═══ EXTRACT PROVIDED

Pandemic Perspective

  • National Newswatch

Public Health Agency Canada (PHAC) indicates a total of 17,063 confirmed cases of COVID-19 nation-wide as of April 6th, with 345 fatalities. The resulting raw Case Fatality Rate (CFR) of 2.0% does not take into account the number of unreported asymptomatic cases, which Imperial College London (ICL) has estimated at nineteen times reported cases globally. The WHO expects that the Infection Fatality Rate (IFR) will be lower when corrected for unreported cases.  This would result in an IFR of 0.1%.

For context, CDC estimates that in the US “… influenza has resulted in between 9 million – 45 million illnesses and between 12,000 – 61,000 deaths annually since 2010.” This would indicate an IFR of 0.08% for influenza, virtually identical to the 0.1% estimated for COVID-19 in Canada. Infection Prevention and Control Canada (IPAC) recorded 42,355 cases of influenza during the 2019-20 flu season. Statistics Canada shows 8,511 deaths during 2018 from influenza and pneumonia. Cancer is the leading cause of death in Canada, responsible for 30% of all deaths annually (or about 85,000). Johns Hopkins provides relevant comparative data:

Infections

COVID-19: Approximately 1,286,409 cases worldwide; 337,933 cases in the U.S. as of Apr. 6, 2020.

Flu: Estimated 1 billion cases worldwide; 9.3 million to 45 million cases in the U.S. per year.

Deaths

COVID-19: Approximately 70,356 deaths reported worldwide; 9,653 deaths in the U.S., as of Apr. 6, 2020.

Flu: 291,000 to 646,000 deaths worldwide; 12,000 to 61,000 deaths in the U.S. per year.

Bear in mind when viewing the comparative statistics that influenza is treatable, COVID-19 is not.

══════
═══ EXCERPTED DATA

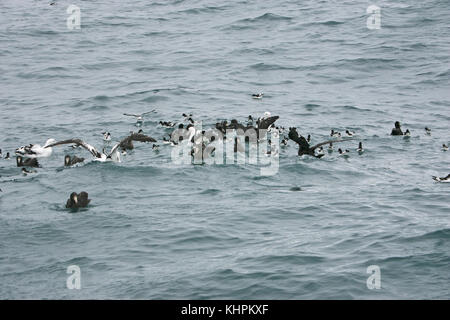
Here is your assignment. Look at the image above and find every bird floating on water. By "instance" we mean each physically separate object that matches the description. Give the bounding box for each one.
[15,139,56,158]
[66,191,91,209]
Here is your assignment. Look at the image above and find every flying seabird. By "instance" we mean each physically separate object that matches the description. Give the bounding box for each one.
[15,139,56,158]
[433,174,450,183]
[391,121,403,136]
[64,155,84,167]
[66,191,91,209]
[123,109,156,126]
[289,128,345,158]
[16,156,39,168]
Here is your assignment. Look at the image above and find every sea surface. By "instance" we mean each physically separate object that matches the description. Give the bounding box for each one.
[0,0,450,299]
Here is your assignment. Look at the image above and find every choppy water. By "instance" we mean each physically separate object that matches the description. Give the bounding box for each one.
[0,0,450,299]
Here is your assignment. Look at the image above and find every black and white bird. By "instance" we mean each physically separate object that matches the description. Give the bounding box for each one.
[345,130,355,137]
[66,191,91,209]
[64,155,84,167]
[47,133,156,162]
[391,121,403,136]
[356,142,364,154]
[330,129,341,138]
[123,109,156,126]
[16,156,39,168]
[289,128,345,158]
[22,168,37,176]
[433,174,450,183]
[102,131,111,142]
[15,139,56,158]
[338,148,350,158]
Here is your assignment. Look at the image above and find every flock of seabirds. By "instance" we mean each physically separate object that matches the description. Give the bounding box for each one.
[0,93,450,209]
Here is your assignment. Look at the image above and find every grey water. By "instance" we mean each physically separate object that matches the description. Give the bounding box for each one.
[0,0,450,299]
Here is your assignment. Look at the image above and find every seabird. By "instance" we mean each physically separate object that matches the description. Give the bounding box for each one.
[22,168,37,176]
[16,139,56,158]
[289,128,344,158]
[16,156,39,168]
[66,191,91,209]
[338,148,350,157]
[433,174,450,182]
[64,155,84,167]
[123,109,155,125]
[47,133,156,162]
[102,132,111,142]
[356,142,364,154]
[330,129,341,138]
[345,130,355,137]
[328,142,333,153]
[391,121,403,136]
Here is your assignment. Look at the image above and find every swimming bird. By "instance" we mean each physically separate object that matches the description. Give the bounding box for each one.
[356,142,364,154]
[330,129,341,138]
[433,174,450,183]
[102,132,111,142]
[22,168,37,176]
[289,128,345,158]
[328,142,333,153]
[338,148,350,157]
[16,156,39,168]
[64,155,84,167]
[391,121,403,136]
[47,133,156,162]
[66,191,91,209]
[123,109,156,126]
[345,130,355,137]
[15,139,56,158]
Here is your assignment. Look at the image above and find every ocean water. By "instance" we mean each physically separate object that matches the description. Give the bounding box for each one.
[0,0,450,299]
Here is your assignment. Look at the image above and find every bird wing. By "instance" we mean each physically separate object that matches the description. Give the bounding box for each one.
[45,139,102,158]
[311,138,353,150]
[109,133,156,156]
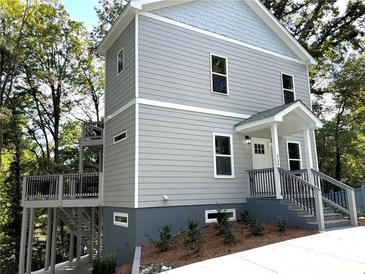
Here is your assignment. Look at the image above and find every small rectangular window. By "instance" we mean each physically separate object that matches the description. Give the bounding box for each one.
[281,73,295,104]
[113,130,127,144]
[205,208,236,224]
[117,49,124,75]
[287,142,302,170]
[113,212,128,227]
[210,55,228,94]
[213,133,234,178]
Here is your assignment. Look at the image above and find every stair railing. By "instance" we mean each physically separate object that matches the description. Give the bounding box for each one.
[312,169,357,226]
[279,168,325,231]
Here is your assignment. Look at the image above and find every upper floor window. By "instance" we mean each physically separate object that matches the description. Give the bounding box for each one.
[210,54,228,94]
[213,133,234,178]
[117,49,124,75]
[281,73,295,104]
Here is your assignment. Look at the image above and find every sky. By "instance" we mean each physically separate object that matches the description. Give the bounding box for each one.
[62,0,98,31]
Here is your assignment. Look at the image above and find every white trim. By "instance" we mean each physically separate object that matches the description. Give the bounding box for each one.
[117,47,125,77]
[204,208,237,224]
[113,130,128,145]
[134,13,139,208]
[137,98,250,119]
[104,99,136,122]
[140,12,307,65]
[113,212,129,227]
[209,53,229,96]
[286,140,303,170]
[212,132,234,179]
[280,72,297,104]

══════
═══ EXCERPTED DATA

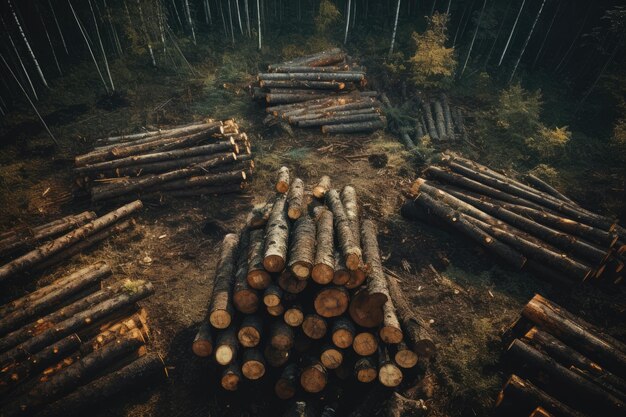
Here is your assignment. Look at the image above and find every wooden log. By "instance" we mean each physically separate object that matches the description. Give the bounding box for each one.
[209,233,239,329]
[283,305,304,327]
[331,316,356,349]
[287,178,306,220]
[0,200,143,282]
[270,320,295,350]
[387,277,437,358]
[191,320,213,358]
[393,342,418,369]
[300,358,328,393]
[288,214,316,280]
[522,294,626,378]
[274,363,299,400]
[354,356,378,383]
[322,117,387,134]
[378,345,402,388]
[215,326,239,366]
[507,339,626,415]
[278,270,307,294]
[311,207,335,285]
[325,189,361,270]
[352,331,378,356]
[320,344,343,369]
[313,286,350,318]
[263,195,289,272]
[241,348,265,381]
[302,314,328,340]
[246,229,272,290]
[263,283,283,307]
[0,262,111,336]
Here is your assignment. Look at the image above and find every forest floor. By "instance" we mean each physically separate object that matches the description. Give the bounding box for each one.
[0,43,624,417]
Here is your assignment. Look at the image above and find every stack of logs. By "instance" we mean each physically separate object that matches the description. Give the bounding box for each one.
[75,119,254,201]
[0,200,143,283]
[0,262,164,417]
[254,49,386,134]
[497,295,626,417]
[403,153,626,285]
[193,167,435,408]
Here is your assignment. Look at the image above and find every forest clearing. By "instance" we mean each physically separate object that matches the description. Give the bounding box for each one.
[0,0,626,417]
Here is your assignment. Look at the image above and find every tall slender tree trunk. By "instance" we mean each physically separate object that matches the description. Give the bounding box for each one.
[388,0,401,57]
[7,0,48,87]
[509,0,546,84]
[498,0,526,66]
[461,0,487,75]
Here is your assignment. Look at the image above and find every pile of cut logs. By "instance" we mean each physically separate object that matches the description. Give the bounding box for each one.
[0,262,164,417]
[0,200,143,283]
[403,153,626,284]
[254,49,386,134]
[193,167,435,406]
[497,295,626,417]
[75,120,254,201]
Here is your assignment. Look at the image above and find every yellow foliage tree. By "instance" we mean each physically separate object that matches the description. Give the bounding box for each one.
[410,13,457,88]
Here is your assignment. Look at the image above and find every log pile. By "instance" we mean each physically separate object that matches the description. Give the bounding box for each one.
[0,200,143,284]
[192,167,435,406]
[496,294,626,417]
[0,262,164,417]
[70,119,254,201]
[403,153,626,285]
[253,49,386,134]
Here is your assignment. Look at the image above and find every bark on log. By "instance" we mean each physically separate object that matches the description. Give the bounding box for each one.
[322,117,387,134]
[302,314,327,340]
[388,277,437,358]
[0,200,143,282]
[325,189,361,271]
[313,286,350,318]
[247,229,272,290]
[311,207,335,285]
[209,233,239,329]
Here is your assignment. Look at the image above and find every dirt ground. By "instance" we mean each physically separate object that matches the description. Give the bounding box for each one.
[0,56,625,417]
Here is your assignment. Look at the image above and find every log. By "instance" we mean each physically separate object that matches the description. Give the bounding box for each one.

══════
═══ EXCERPTED DATA

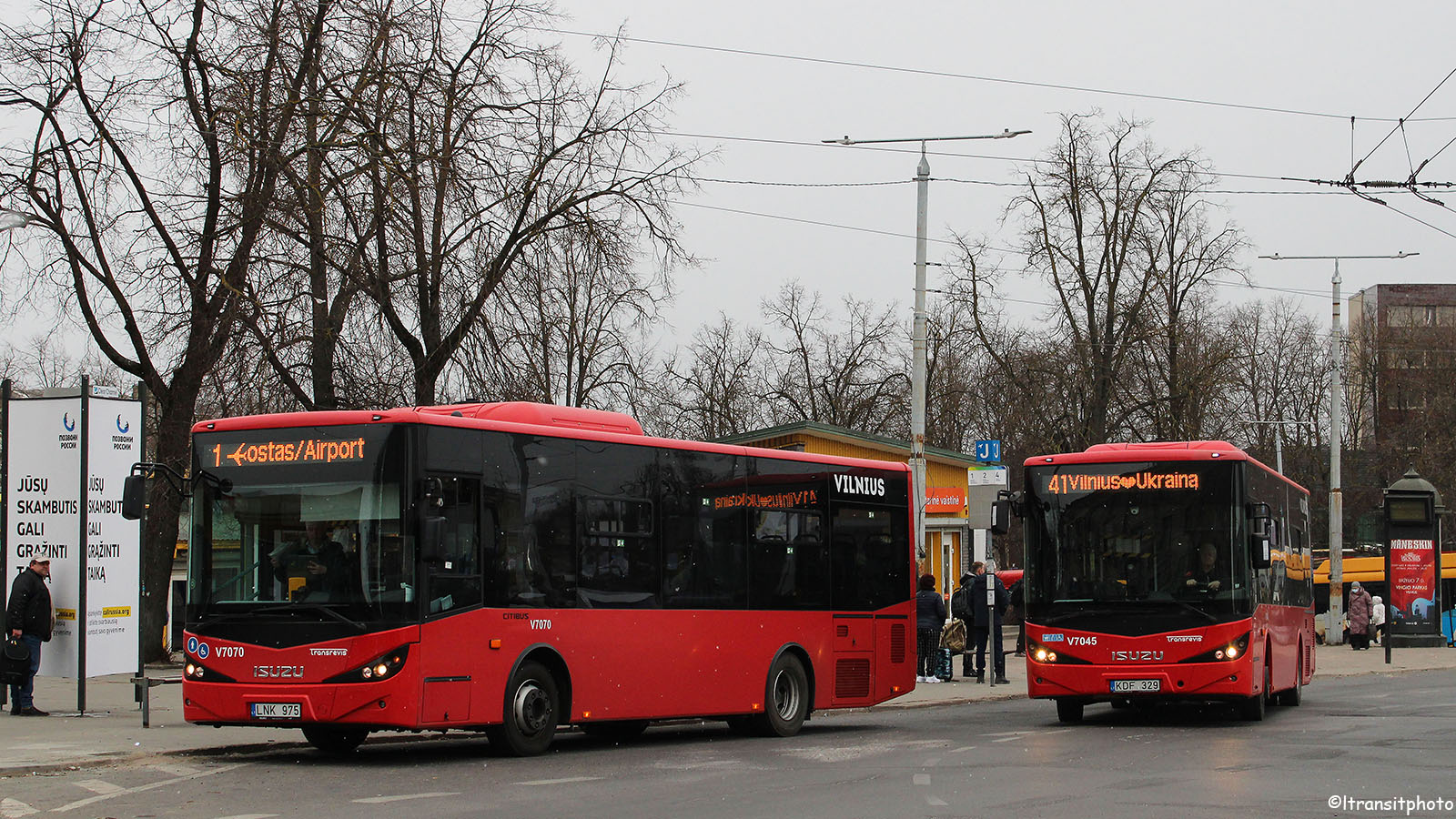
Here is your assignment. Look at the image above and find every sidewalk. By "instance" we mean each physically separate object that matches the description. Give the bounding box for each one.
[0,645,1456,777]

══════

PROBLEM TO SOLVE.
Resume the COVID-19 and influenza comparison after its final sentence, carrying it forward in the same voice.

RESPONSE AREA.
348,105 people in Canada have been tested to date for COVID-19, with 17,581 confirmed cases. This means that only 5% of those tested were actually infected with COVID-19. Another way of looking at that is that 95% (or most) people who thought that they were infected with COVID-19, probably had the flu.

The PHAC Epidemic Curve shows a significantly decreasing number of reported cases daily:

On April 6th and 7th PHAC recorded no new cases. Although the number of new cases reported daily is decreasing; PHAC advises, “The number of illnesses in Canada is continuing to increase and has not yet peaked.”

It is difficult to reconcile published factual data with Ontario Premier Doug Ford's dramatic “modelling projections”. The model suggests “3,000 to 15,000 people in Ontario will die over the course of the COVID-19 pandemic, with 1,600 deaths by the end of April”, a twentyfold increase in fatalities.

The Ontario projections are based upon modelling presented in a slide presentation entitled “Covid-19 Modelling”. It was developed by several unnamed experts at Ontario Health, Public Health Ontario and researchers at Ontario universities, led by the COVID-19 Command Table.

Disclaimers include:

  • As with any model, the farther out predicted, the more uncertainty there is in the predictions.
  • Assumptions were used to inform the model.

According to the presentation, experts based the projections on observed data and what is known from other countries. Data from different countries however, varies greatly with counting methodology, testing, CFI vs. IFR, availability of peer-reviewed research data and ascertainment bias (During an epidemic, doctors are more likely to attribute a death with complex causes as being caused by the disease in question). A BBC Future article stated “In Italy, an epicentre of the new coronavirus outbreak, the death rate at the end of March stood at a sobering 11%. Meanwhile in neighbouring Germany, the same virus led to fatality rates of just 1%. In China, it was 4%, while Israel had the lowest rate worldwide, at 0.35%.”

Sound advice from Prime Minister Trudeau, "We need to make sure we have a better grasp on the accuracy of the data before we put projections out there."